▶ **Task**: This task calls for copying every line of the records that includes the word "island".

▶ **Entries shown**:

# # # #

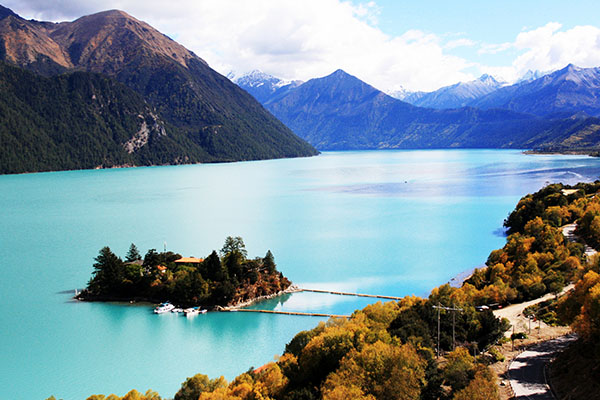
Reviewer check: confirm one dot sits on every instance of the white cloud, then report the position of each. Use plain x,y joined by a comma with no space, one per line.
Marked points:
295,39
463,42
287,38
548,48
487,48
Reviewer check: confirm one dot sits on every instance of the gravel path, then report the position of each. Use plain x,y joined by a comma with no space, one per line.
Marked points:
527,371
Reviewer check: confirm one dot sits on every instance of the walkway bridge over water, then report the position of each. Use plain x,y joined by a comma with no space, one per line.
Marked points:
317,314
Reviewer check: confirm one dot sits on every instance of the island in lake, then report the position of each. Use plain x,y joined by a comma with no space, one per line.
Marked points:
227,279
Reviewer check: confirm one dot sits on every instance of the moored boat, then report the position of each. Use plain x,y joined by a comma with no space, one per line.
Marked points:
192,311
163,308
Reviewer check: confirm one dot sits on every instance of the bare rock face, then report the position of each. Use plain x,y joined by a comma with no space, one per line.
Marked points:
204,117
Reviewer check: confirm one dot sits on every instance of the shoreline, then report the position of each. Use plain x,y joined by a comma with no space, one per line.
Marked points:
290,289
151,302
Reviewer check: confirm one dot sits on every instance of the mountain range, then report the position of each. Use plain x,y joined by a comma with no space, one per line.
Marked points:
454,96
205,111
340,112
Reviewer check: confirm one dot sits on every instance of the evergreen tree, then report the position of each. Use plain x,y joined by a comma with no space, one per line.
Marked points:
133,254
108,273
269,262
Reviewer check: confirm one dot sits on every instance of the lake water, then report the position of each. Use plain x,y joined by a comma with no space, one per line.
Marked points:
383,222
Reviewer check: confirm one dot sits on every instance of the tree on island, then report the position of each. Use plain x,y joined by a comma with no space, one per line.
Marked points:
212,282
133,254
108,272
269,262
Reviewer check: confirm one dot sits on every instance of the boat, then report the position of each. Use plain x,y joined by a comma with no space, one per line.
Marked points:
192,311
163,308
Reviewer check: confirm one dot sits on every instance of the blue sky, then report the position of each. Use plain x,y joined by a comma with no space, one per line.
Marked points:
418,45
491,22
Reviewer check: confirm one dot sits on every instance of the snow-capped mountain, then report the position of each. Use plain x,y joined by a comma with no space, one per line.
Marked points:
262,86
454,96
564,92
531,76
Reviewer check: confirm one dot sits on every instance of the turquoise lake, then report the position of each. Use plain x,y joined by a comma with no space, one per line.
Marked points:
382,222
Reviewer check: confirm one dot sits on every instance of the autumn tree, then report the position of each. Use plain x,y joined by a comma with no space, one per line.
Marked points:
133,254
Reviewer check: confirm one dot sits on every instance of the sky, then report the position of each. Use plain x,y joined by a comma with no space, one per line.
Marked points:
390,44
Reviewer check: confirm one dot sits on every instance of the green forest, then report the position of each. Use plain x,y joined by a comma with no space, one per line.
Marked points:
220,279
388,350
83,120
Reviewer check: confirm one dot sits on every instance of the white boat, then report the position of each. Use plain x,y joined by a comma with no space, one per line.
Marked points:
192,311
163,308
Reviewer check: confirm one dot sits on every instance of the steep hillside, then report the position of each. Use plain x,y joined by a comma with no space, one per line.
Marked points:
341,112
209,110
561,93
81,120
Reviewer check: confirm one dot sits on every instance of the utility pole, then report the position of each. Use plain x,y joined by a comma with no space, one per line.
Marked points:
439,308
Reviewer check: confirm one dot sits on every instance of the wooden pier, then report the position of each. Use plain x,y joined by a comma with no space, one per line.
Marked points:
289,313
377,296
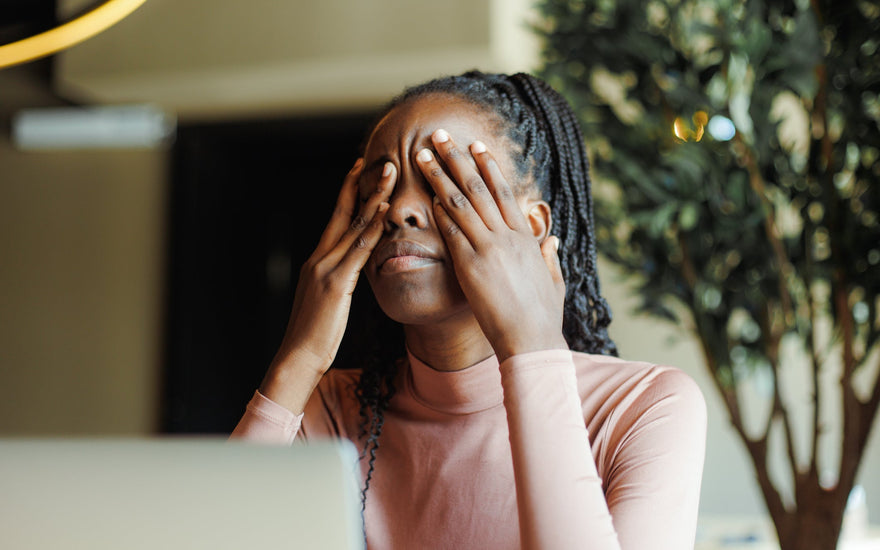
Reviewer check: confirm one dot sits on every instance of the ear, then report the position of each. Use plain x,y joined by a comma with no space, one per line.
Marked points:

# # # #

▶ **Task result**:
Reviewer check: confirm one dot sits on every instance of the island in lake, then report the position of each. Use plain x,y joined by a comma with no space, one per line.
Reviewer check: confirm one dot sits on every instance of the tree on island, then report the position of each. Use plain x,y joined by a comma with no space, one per line.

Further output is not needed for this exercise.